But here’s a little reminder: our children are resilient.
For caregivers and helpers looking for actionable steps to help children manage adversity, take a deep breath, we’ve got you.
Three Simple Steps to Cultivating Resiliency with Your Child:
1. Encourage often, praise less.
I spend a lot of time teaching how to parent through a trauma-informed lens, parenting a child with anxiety, or supporting adolescents through their mental health struggles, not in spite of their mental health struggles. Encouragement over praise is about recognizing the effort that a youth puts forward and acknowledging that effort is just as important, if not more important, than the measure of accomplishment at the end. Praise looks like, “Wow, you got 100% on that exam, I’m so proud of you!” Encouragement looks like, “I saw how hard you studied for that exam and the focus you put towards doing your best.” This subtle shift in language decreases anxiety and shame by emphasizing the effort put forth toward the goal rather than the outcome.
2. Value your child for what they bring to the table.
There are so many things that I love about working with adolescents and children, but one of the most rewarding things to witness is the strength, creativity, and resourcefulness that each child brings to their day-to-day lives. It is difficult to navigate a world that is full of the “shoulds” or “supposed tos” – especially if you already feel as though the cards are stacked against you. Think about how often we place expectations on our children because that is what society expects of them, not because that is what our children expect of themselves… When I pause to think about the “why” of our expectations, I often wonder, “Where did that goal even come from?” We have so many expectations for youth that they need to achieve to be considered successful. We expect our children to go to school and “succeed” - that means sitting still for hours at a time, never losing focus, always saying please and thank you, performing well on an exam, being great at athletics. It is even better if they can work a part-time job on top of that when they’re in high school! Okay, I’m being mostly dramatic but honestly, that’s how it feels to most of the youth in our society. Imagine how overwhelming and frustrating it is for a child who cannot fit into that box.
We are a society full of “shoulds”. And, yes, “shoulds” get things done, but being gentle with ourselves and others, acknowledging the small victories, and taking a break every once in a while also gets things done. Stop “should-ing” yourself and your children and start celebrating.
What if we shifted our focus from “societal expectations” of our children and instead acknowledged their out-of-the-box strengths? This can look like acknowledging the values of perseverance, creativity, and humor that our child brings to the table. Instead of focusing on areas of growth, we focus on the areas of strength to build self-esteem and confidence.

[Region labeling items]
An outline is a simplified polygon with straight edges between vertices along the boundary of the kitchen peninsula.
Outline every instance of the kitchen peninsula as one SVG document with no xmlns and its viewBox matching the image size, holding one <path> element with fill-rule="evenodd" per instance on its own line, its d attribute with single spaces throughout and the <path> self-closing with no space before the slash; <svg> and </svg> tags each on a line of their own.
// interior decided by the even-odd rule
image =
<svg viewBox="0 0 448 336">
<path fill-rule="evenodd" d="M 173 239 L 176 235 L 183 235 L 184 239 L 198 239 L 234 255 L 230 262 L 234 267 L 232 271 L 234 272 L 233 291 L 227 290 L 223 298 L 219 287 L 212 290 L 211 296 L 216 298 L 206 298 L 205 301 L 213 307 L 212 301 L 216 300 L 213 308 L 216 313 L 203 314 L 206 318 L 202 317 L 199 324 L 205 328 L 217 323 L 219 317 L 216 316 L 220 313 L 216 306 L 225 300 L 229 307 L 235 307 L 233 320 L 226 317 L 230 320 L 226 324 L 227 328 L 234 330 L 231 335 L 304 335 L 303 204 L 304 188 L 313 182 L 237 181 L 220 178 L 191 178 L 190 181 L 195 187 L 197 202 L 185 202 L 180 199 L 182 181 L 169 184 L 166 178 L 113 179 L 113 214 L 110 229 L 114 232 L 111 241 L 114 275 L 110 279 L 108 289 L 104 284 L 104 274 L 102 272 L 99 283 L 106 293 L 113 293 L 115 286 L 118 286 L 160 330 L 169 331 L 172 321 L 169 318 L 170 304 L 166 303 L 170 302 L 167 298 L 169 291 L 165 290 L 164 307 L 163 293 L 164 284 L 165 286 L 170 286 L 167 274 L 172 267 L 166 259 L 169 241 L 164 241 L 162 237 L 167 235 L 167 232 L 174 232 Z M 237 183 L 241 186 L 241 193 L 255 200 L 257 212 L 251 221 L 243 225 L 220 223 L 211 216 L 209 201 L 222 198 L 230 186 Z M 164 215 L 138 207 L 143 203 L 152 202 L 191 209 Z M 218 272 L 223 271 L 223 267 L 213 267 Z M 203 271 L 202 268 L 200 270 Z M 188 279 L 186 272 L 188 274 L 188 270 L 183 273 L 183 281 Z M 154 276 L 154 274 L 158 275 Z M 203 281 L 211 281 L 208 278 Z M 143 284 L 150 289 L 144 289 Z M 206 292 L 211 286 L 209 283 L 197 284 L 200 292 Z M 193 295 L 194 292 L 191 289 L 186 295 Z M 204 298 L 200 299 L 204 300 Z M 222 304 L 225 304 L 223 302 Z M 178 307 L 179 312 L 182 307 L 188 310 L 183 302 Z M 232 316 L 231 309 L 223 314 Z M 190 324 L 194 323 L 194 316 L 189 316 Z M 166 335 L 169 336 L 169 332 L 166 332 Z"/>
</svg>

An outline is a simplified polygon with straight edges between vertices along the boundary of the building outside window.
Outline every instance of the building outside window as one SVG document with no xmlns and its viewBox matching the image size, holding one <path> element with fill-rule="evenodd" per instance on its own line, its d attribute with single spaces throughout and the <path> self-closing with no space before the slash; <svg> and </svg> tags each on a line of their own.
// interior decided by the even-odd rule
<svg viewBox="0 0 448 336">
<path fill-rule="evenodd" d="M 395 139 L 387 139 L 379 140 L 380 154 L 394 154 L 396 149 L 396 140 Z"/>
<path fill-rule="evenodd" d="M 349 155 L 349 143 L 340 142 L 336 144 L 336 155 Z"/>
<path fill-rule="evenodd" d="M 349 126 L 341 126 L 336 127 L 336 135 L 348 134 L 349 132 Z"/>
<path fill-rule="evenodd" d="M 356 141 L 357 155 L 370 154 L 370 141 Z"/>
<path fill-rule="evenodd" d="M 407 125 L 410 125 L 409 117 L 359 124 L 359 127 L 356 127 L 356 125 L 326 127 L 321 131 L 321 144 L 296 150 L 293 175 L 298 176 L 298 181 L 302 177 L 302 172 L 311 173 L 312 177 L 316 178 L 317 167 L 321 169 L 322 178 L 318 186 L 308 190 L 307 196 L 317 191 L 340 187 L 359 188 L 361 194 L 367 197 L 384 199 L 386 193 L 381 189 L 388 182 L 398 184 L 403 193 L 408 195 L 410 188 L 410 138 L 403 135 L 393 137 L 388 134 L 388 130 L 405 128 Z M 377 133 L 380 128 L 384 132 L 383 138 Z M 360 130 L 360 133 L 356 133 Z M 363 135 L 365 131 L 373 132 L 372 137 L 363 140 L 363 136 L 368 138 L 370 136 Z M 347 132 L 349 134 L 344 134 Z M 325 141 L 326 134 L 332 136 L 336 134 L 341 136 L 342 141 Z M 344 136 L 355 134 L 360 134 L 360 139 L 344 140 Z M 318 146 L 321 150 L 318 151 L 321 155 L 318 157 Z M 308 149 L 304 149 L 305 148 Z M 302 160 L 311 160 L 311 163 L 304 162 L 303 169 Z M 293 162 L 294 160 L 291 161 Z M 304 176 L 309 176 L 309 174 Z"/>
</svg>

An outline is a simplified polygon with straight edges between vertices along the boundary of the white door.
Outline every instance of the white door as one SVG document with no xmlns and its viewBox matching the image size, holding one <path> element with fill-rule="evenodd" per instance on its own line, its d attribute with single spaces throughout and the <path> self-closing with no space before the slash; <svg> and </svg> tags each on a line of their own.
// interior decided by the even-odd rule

Stated goal A:
Decide whether each statement agrees with the passage on children's resilience, answering yes or no and quoting the words from the passage that settle it: (i) The passage offers three steps for cultivating resiliency in a child. (ii) The passage advises praising children more often than encouraging them. (iii) The passage says that shifting from praise to encouragement decreases anxiety and shame.
Stated goal B:
Write what comes next in the passage on children's resilience, picking up after its last sentence.
The rows have no connection to the passage on children's resilience.

Output A:
(i) Yes: "Three Simple Steps to Cultivating Resiliency with Your Child"
(ii) No: "Encourage often, praise less."
(iii) Yes: "This subtle shift in language decreases anxiety and shame"

Output B:
3. Help your child to create a community.
The community that children create outside of the home is just as important as the community they feel within the home. The adage “it takes a village” exists for a reason. We can sometimes forget that the feelings of belonging and connectedness are just as important as more tangible needs such as food, shelter, education, etc... If you weren’t around, who would they go to for comfort? What are the things they like to do and are there others who help them to achieve those things?
To build their community, help your children:
• Identify the people they feel safe with
• Understand what their values are
• Find a space of belonging where they can honor those values
• Learn where they are welcomed and honored (and how to walk away if they are not!)
Let me be very clear, even if you do all these things perfectly, your child will still face some hard moments. Hard moments are part of being human. However, putting these steps into practice will help you and your child feel that they can handle these moments when they arise. Sometimes I need the reminder that children are resilient – we just provide an environment that allows that resiliency to flourish or to shrink. The best things we can do for our children are to talk to them, listen to them, and love them. To all the caregivers out there: they’re going to be okay. We just do the best we can, with what we’ve got.
Additional Resources
Visit NorthRange.org or call 970.347.2120 to learn more.
Other Resources
Youth Resilience series from Rocky Mountain PBS
Forward Together Colorado shares advice from experts – and the stories of real parents and teens – to help you start building better connections today
How to Talk to Your Child about Their Mental Health from NAMI (National Alliance on Mental Illness)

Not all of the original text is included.